Items from a dataset:
________

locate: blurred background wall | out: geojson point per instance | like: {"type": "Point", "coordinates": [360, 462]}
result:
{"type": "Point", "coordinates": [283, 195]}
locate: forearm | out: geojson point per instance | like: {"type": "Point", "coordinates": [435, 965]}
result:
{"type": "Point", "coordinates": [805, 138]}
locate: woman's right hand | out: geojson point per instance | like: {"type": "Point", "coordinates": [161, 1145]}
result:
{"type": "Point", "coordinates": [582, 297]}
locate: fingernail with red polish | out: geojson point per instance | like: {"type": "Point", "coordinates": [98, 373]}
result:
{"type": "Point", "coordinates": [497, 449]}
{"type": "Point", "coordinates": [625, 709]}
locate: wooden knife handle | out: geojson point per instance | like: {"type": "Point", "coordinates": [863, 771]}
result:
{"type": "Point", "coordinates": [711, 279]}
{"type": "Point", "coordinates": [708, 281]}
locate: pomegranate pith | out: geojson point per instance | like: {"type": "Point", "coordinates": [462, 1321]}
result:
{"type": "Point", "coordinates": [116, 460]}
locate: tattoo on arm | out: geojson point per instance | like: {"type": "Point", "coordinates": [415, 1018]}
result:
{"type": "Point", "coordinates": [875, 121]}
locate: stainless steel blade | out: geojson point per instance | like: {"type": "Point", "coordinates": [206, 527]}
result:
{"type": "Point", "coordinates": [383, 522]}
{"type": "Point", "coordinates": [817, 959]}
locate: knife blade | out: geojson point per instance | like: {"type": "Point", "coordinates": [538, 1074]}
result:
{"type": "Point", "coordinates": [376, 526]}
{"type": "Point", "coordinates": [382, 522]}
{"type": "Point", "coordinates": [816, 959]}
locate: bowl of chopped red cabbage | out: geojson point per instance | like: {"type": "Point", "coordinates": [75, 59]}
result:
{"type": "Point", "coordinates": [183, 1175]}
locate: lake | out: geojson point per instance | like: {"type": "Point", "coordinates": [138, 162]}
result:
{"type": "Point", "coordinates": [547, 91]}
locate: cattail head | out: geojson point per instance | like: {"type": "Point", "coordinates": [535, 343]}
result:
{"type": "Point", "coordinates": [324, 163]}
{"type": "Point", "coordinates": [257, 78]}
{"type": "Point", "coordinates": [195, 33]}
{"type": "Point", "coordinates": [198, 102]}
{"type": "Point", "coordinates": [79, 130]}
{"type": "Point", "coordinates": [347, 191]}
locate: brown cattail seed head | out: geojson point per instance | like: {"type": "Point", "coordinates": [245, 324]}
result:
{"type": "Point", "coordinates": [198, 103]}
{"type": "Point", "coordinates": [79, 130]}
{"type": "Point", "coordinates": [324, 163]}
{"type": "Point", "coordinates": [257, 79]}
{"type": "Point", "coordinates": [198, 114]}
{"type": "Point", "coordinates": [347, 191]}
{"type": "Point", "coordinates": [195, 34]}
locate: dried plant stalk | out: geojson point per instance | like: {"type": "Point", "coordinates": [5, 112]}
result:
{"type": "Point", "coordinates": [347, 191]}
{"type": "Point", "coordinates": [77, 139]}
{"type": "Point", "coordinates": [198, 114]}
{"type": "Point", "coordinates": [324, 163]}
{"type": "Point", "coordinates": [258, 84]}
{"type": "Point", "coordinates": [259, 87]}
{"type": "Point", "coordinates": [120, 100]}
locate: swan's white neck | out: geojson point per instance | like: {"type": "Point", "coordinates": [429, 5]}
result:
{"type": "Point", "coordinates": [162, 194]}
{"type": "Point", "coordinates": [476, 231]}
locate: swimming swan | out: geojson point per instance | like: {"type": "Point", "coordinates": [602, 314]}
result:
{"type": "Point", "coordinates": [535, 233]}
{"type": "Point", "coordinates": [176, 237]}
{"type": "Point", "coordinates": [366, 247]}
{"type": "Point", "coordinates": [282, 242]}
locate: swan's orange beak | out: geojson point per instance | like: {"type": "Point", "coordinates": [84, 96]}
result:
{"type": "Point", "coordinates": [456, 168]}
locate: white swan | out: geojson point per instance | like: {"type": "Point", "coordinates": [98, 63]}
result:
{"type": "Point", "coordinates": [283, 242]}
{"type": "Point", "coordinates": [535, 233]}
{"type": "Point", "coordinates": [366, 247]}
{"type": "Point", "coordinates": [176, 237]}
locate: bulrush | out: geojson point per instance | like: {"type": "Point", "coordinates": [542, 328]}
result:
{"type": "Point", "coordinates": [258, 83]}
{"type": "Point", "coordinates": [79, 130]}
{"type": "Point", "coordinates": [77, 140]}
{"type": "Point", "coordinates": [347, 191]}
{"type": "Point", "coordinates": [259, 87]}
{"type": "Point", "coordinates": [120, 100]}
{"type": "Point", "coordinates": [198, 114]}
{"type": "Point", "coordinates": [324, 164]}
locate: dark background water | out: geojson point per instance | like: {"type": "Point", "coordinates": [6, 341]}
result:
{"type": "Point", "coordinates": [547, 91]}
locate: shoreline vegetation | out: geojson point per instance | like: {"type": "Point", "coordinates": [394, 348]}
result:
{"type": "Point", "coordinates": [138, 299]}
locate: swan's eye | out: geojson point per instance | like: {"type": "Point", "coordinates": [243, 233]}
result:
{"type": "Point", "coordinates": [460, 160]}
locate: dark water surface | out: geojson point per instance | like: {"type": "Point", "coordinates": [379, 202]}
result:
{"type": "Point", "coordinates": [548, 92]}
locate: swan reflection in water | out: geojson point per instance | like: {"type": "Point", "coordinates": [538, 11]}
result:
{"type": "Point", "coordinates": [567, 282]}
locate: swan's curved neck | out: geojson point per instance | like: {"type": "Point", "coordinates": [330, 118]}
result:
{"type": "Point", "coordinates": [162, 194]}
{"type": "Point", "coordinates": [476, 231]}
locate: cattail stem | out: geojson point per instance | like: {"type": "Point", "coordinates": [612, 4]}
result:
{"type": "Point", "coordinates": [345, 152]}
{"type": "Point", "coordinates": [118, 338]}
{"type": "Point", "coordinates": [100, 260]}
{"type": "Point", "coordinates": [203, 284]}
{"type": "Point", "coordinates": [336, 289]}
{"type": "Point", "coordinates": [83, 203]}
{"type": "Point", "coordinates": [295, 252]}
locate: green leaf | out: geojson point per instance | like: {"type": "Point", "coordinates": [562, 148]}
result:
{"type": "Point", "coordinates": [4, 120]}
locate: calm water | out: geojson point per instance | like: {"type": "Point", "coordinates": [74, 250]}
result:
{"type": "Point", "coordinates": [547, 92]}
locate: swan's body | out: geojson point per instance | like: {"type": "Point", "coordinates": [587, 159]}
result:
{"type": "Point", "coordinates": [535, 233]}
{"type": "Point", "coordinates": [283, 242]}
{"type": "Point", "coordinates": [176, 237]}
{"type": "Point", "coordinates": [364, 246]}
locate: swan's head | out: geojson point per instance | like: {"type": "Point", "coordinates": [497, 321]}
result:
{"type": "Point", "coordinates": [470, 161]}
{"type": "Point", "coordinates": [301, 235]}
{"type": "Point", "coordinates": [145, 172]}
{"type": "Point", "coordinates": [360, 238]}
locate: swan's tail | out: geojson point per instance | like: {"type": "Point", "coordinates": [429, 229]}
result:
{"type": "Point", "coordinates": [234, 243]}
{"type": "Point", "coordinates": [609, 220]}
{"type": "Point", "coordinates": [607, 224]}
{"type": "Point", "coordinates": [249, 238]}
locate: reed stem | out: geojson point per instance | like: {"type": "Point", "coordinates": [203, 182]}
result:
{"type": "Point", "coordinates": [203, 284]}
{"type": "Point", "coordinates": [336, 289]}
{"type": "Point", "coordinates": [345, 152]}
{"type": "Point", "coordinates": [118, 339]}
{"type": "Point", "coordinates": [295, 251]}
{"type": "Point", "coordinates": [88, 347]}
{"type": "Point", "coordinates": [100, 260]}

________

Short task
Copy every record above exactly as it appears.

Completed task
locate: blurred background wall | out: geojson point per instance | like: {"type": "Point", "coordinates": [360, 462]}
result:
{"type": "Point", "coordinates": [283, 195]}
locate: forearm | out: geojson point per instance | like: {"type": "Point", "coordinates": [435, 965]}
result:
{"type": "Point", "coordinates": [805, 138]}
locate: woman's right hand | out: geojson point per instance | like: {"type": "Point", "coordinates": [161, 1145]}
result:
{"type": "Point", "coordinates": [582, 297]}
locate: fingernail with red polish | out: geojson point per instance | like: {"type": "Point", "coordinates": [98, 373]}
result:
{"type": "Point", "coordinates": [497, 449]}
{"type": "Point", "coordinates": [625, 709]}
locate: wooden knife handle | out: geojson point per instance | like: {"type": "Point", "coordinates": [863, 771]}
result:
{"type": "Point", "coordinates": [711, 279]}
{"type": "Point", "coordinates": [708, 281]}
locate: pomegranate pith | out: geojson point per instance | like: {"type": "Point", "coordinates": [462, 1321]}
result:
{"type": "Point", "coordinates": [116, 460]}
locate: tattoo on arm | out: geojson point per instance | like: {"type": "Point", "coordinates": [415, 1018]}
result:
{"type": "Point", "coordinates": [875, 121]}
locate: stainless steel blade | out: geojson point per instance | like: {"type": "Point", "coordinates": [206, 527]}
result:
{"type": "Point", "coordinates": [383, 522]}
{"type": "Point", "coordinates": [817, 959]}
locate: knife blade | out: geojson point per instance | like: {"type": "Point", "coordinates": [538, 1074]}
result:
{"type": "Point", "coordinates": [376, 526]}
{"type": "Point", "coordinates": [382, 522]}
{"type": "Point", "coordinates": [816, 959]}
locate: bowl of chopped red cabbage | out: geojson point per instance | like: {"type": "Point", "coordinates": [75, 59]}
result:
{"type": "Point", "coordinates": [183, 1175]}
locate: lake | out: geojson point per instance | like: {"type": "Point", "coordinates": [138, 162]}
result:
{"type": "Point", "coordinates": [547, 91]}
locate: cattail head | out: geojson point per instance | like: {"type": "Point", "coordinates": [535, 343]}
result:
{"type": "Point", "coordinates": [324, 163]}
{"type": "Point", "coordinates": [257, 78]}
{"type": "Point", "coordinates": [195, 33]}
{"type": "Point", "coordinates": [198, 102]}
{"type": "Point", "coordinates": [79, 130]}
{"type": "Point", "coordinates": [347, 191]}
locate: brown cattail seed head | out: geojson point per instance | like: {"type": "Point", "coordinates": [245, 324]}
result:
{"type": "Point", "coordinates": [198, 103]}
{"type": "Point", "coordinates": [79, 130]}
{"type": "Point", "coordinates": [324, 163]}
{"type": "Point", "coordinates": [257, 79]}
{"type": "Point", "coordinates": [198, 114]}
{"type": "Point", "coordinates": [347, 191]}
{"type": "Point", "coordinates": [195, 34]}
locate: dried plant stalk | out: geojson point per instance | like: {"type": "Point", "coordinates": [5, 112]}
result:
{"type": "Point", "coordinates": [347, 191]}
{"type": "Point", "coordinates": [77, 139]}
{"type": "Point", "coordinates": [198, 114]}
{"type": "Point", "coordinates": [324, 163]}
{"type": "Point", "coordinates": [258, 84]}
{"type": "Point", "coordinates": [259, 87]}
{"type": "Point", "coordinates": [120, 100]}
locate: swan's white neck | out: geojson point per instance | like: {"type": "Point", "coordinates": [429, 5]}
result:
{"type": "Point", "coordinates": [162, 194]}
{"type": "Point", "coordinates": [476, 231]}
locate: swimming swan | out: geojson point per instance | like: {"type": "Point", "coordinates": [602, 314]}
result:
{"type": "Point", "coordinates": [535, 233]}
{"type": "Point", "coordinates": [176, 237]}
{"type": "Point", "coordinates": [366, 247]}
{"type": "Point", "coordinates": [282, 242]}
locate: swan's orange beak | out: geojson point per instance | like: {"type": "Point", "coordinates": [84, 96]}
result:
{"type": "Point", "coordinates": [456, 168]}
locate: white swan | out: geojson point per instance | like: {"type": "Point", "coordinates": [98, 63]}
result:
{"type": "Point", "coordinates": [283, 242]}
{"type": "Point", "coordinates": [535, 233]}
{"type": "Point", "coordinates": [366, 247]}
{"type": "Point", "coordinates": [176, 237]}
locate: bulrush | out: geojson point per instance | like: {"type": "Point", "coordinates": [542, 328]}
result:
{"type": "Point", "coordinates": [258, 83]}
{"type": "Point", "coordinates": [79, 130]}
{"type": "Point", "coordinates": [77, 140]}
{"type": "Point", "coordinates": [347, 191]}
{"type": "Point", "coordinates": [259, 87]}
{"type": "Point", "coordinates": [120, 100]}
{"type": "Point", "coordinates": [198, 114]}
{"type": "Point", "coordinates": [324, 164]}
locate: dark background water | out: geojson point per instance | like: {"type": "Point", "coordinates": [6, 341]}
result:
{"type": "Point", "coordinates": [547, 91]}
locate: shoreline vegetation | out: geojson point per instance | like: {"type": "Point", "coordinates": [394, 348]}
result:
{"type": "Point", "coordinates": [138, 299]}
locate: swan's eye | out: geojson point per instance | like: {"type": "Point", "coordinates": [243, 233]}
result:
{"type": "Point", "coordinates": [460, 160]}
locate: dark water surface | out: geojson point per instance | like: {"type": "Point", "coordinates": [379, 202]}
result:
{"type": "Point", "coordinates": [548, 92]}
locate: swan reflection in water | out: geojson point per instance | like: {"type": "Point", "coordinates": [538, 11]}
result:
{"type": "Point", "coordinates": [567, 282]}
locate: swan's curved neck | out: geojson point per instance | like: {"type": "Point", "coordinates": [330, 118]}
result:
{"type": "Point", "coordinates": [162, 194]}
{"type": "Point", "coordinates": [476, 231]}
locate: cattail stem | out: geojson point per instance | like: {"type": "Point", "coordinates": [612, 4]}
result:
{"type": "Point", "coordinates": [345, 152]}
{"type": "Point", "coordinates": [118, 338]}
{"type": "Point", "coordinates": [100, 260]}
{"type": "Point", "coordinates": [203, 284]}
{"type": "Point", "coordinates": [336, 289]}
{"type": "Point", "coordinates": [83, 203]}
{"type": "Point", "coordinates": [295, 252]}
locate: green leaf | out: geojson point per instance | like: {"type": "Point", "coordinates": [562, 148]}
result:
{"type": "Point", "coordinates": [4, 120]}
locate: calm water | out: geojson point per instance | like: {"type": "Point", "coordinates": [74, 250]}
result:
{"type": "Point", "coordinates": [547, 92]}
locate: swan's body | out: geojson point per instance | like: {"type": "Point", "coordinates": [587, 159]}
result:
{"type": "Point", "coordinates": [535, 233]}
{"type": "Point", "coordinates": [283, 242]}
{"type": "Point", "coordinates": [176, 237]}
{"type": "Point", "coordinates": [364, 246]}
locate: swan's head | out: geojson point per instance | like: {"type": "Point", "coordinates": [497, 321]}
result:
{"type": "Point", "coordinates": [470, 161]}
{"type": "Point", "coordinates": [301, 235]}
{"type": "Point", "coordinates": [145, 172]}
{"type": "Point", "coordinates": [360, 238]}
locate: swan's tail | out: geojson point per instance | like: {"type": "Point", "coordinates": [429, 229]}
result:
{"type": "Point", "coordinates": [234, 243]}
{"type": "Point", "coordinates": [609, 220]}
{"type": "Point", "coordinates": [607, 224]}
{"type": "Point", "coordinates": [249, 238]}
locate: reed stem | out: geojson point per instance | like: {"type": "Point", "coordinates": [203, 182]}
result:
{"type": "Point", "coordinates": [203, 284]}
{"type": "Point", "coordinates": [336, 289]}
{"type": "Point", "coordinates": [345, 152]}
{"type": "Point", "coordinates": [118, 339]}
{"type": "Point", "coordinates": [295, 251]}
{"type": "Point", "coordinates": [88, 347]}
{"type": "Point", "coordinates": [100, 260]}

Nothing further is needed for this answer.